Requirement ->
Below are entries; copy exactly the lines from the one with "green stem, one" through the one with "the green leaf, one", both included, and leave out the rest.

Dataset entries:
____________________
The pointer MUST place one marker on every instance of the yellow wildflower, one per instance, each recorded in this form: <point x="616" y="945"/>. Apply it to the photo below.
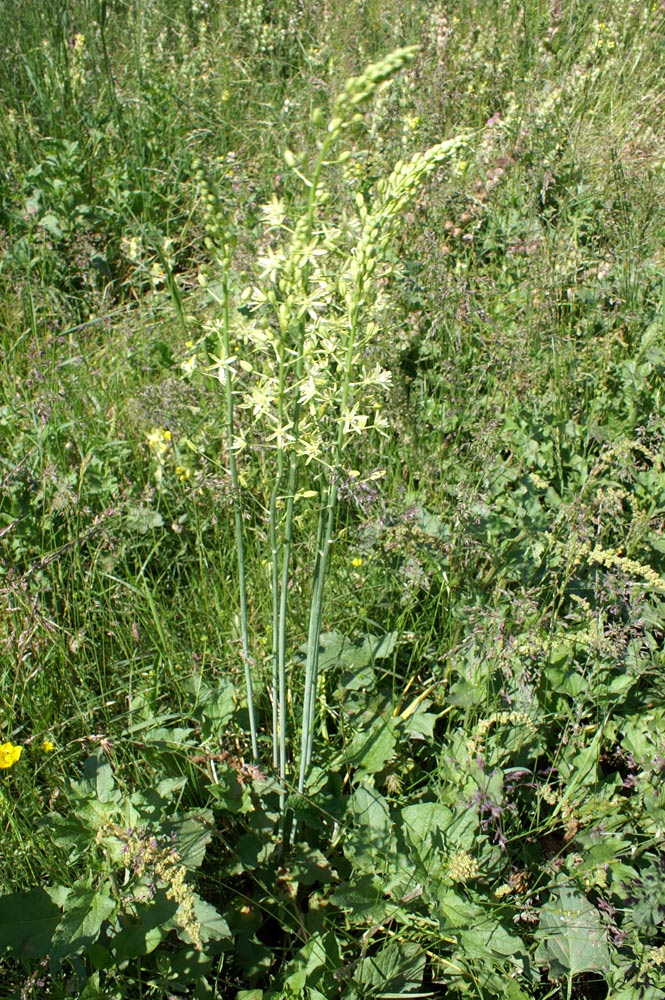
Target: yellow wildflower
<point x="9" y="754"/>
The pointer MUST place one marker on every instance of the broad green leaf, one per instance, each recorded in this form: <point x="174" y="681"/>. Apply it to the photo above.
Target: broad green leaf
<point x="85" y="912"/>
<point x="369" y="843"/>
<point x="373" y="746"/>
<point x="398" y="968"/>
<point x="364" y="898"/>
<point x="27" y="923"/>
<point x="98" y="777"/>
<point x="213" y="925"/>
<point x="489" y="937"/>
<point x="193" y="834"/>
<point x="571" y="935"/>
<point x="424" y="824"/>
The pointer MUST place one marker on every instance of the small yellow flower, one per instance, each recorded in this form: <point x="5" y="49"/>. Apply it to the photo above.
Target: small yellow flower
<point x="9" y="754"/>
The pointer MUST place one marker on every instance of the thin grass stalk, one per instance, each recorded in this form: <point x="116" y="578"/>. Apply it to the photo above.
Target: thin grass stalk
<point x="237" y="512"/>
<point x="324" y="541"/>
<point x="281" y="586"/>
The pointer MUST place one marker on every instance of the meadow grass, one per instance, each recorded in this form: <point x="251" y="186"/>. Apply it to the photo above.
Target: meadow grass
<point x="477" y="804"/>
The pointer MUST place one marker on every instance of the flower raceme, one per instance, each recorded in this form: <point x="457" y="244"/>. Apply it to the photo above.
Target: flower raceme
<point x="9" y="754"/>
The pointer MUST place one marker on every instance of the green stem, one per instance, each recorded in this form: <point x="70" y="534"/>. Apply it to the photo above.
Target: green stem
<point x="237" y="513"/>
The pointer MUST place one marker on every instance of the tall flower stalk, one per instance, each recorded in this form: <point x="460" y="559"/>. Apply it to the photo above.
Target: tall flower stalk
<point x="304" y="373"/>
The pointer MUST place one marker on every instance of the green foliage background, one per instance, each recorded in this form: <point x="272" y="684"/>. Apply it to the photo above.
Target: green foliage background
<point x="486" y="810"/>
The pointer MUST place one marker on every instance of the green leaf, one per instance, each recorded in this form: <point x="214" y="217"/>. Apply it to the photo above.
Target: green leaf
<point x="85" y="912"/>
<point x="27" y="923"/>
<point x="213" y="925"/>
<point x="364" y="897"/>
<point x="571" y="935"/>
<point x="398" y="968"/>
<point x="423" y="825"/>
<point x="370" y="843"/>
<point x="98" y="777"/>
<point x="193" y="834"/>
<point x="373" y="746"/>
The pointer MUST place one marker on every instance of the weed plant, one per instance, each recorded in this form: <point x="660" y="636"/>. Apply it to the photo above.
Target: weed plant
<point x="272" y="319"/>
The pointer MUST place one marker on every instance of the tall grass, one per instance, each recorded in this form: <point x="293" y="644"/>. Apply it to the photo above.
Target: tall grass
<point x="331" y="480"/>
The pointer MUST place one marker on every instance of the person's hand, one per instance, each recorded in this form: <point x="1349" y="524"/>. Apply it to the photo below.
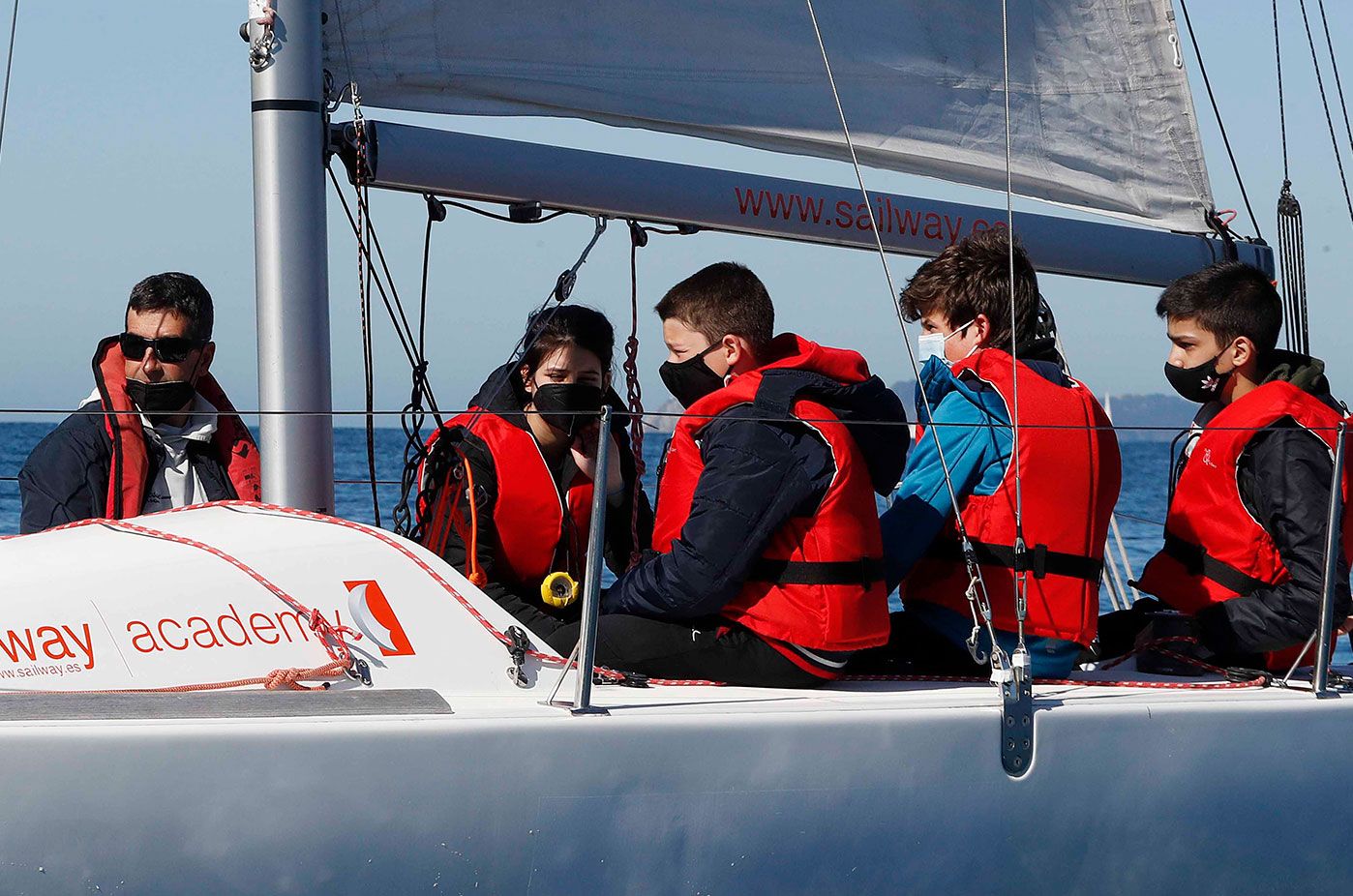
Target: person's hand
<point x="585" y="455"/>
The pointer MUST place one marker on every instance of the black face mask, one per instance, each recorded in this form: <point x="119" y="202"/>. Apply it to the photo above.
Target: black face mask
<point x="692" y="379"/>
<point x="165" y="397"/>
<point x="1200" y="383"/>
<point x="567" y="406"/>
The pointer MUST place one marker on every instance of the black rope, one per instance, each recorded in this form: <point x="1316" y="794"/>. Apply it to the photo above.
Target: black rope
<point x="1220" y="125"/>
<point x="380" y="285"/>
<point x="368" y="367"/>
<point x="1338" y="81"/>
<point x="411" y="420"/>
<point x="1281" y="104"/>
<point x="1291" y="252"/>
<point x="9" y="71"/>
<point x="1291" y="238"/>
<point x="434" y="474"/>
<point x="1329" y="119"/>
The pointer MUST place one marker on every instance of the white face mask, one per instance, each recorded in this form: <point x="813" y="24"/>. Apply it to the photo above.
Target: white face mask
<point x="932" y="343"/>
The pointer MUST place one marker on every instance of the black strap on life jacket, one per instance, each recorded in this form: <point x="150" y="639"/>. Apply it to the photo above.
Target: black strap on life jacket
<point x="863" y="571"/>
<point x="1199" y="562"/>
<point x="1037" y="559"/>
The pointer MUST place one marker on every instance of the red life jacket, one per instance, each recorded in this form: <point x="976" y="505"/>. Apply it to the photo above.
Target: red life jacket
<point x="819" y="581"/>
<point x="1214" y="549"/>
<point x="130" y="471"/>
<point x="534" y="538"/>
<point x="1071" y="472"/>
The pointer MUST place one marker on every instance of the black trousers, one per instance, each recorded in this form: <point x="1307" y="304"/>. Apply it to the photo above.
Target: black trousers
<point x="914" y="648"/>
<point x="699" y="648"/>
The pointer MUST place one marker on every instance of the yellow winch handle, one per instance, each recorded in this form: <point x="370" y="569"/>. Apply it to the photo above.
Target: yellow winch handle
<point x="559" y="589"/>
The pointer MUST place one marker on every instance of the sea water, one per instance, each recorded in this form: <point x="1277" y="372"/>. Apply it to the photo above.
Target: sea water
<point x="1142" y="501"/>
<point x="1141" y="504"/>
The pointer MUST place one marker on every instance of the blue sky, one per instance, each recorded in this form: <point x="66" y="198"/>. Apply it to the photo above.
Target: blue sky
<point x="128" y="150"/>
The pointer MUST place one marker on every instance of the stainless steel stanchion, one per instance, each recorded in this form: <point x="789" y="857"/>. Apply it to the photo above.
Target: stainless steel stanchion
<point x="1332" y="555"/>
<point x="591" y="581"/>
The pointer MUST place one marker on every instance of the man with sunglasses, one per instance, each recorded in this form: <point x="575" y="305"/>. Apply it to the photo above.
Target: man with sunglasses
<point x="156" y="433"/>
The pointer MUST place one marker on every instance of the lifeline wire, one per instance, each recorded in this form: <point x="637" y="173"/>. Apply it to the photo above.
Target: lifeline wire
<point x="975" y="571"/>
<point x="1020" y="577"/>
<point x="9" y="71"/>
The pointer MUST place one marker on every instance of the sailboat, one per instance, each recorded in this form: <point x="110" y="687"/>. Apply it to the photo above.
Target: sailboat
<point x="143" y="752"/>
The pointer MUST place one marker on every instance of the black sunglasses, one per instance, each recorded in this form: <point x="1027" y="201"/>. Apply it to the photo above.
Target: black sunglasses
<point x="169" y="349"/>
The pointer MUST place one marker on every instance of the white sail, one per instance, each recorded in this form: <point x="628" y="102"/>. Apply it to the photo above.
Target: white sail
<point x="1100" y="105"/>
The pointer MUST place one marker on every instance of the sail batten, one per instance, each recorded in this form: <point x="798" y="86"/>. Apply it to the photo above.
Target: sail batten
<point x="1101" y="115"/>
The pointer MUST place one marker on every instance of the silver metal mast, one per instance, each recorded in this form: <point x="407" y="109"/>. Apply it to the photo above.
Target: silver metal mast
<point x="291" y="257"/>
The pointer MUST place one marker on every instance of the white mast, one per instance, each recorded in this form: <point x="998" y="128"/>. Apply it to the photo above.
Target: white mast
<point x="291" y="257"/>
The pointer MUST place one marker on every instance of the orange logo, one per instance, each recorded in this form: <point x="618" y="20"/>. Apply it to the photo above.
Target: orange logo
<point x="371" y="611"/>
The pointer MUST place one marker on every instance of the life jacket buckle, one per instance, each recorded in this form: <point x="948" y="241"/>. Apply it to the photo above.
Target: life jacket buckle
<point x="1033" y="560"/>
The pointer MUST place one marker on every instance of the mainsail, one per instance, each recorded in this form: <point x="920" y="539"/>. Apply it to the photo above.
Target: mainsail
<point x="1101" y="114"/>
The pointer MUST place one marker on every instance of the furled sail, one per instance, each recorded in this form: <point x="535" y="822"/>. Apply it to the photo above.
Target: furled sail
<point x="1101" y="114"/>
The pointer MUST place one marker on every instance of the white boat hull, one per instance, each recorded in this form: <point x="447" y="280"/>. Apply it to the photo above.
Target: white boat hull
<point x="445" y="777"/>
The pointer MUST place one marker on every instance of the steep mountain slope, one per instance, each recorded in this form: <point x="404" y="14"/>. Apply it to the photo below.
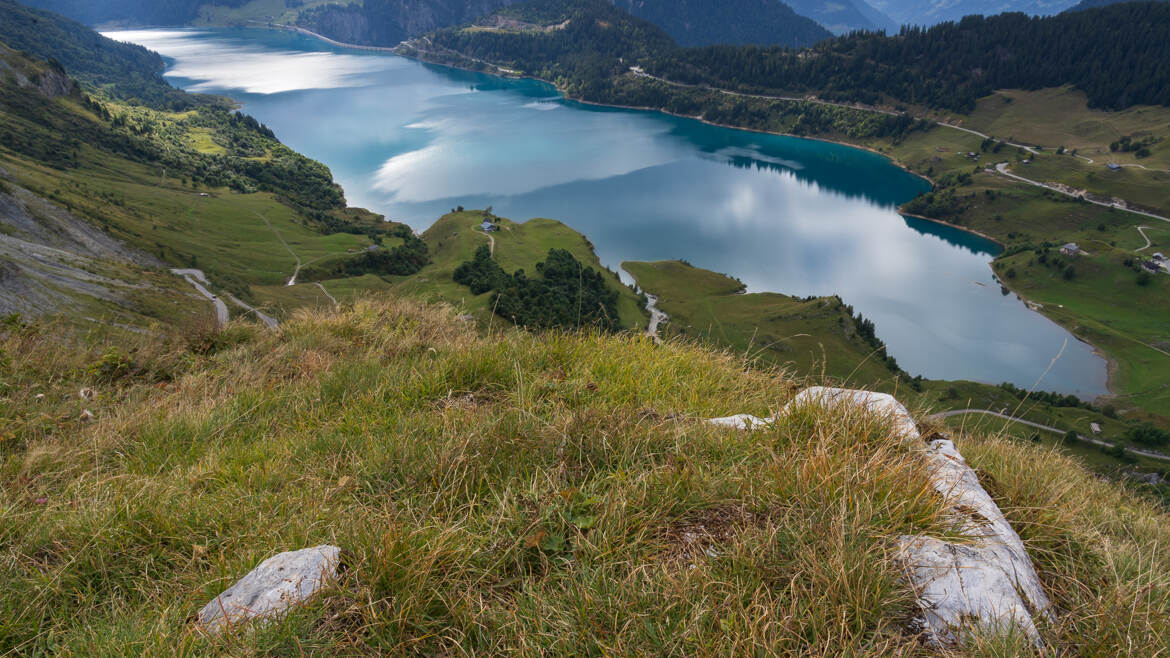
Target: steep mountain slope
<point x="122" y="69"/>
<point x="1095" y="4"/>
<point x="699" y="22"/>
<point x="111" y="182"/>
<point x="931" y="12"/>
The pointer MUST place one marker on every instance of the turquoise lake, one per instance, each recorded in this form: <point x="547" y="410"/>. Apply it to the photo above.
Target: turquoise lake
<point x="783" y="214"/>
____________________
Reply ->
The pointer MUST place one marker on every instance of the green stem, one per instance, each recorded in this form: <point x="70" y="534"/>. Apply it to the photo above.
Target: green stem
<point x="237" y="513"/>
The pointer MUST place one marker on every instance of the tall flower stalk, one per instance, each recorded in this form: <point x="460" y="559"/>. Apply it to the photo above.
Target: tall flower stalk
<point x="304" y="373"/>
The pointer MUST place one marker on every instance of the green foliage background, one per instance, each recorded in this form: <point x="272" y="684"/>. Apply it to the photo above.
Target: green foliage background
<point x="486" y="810"/>
The pointer MUST place one marker on every instance of the green leaf, one per instance, each recorded in this form: <point x="214" y="217"/>. Apply it to the photo above.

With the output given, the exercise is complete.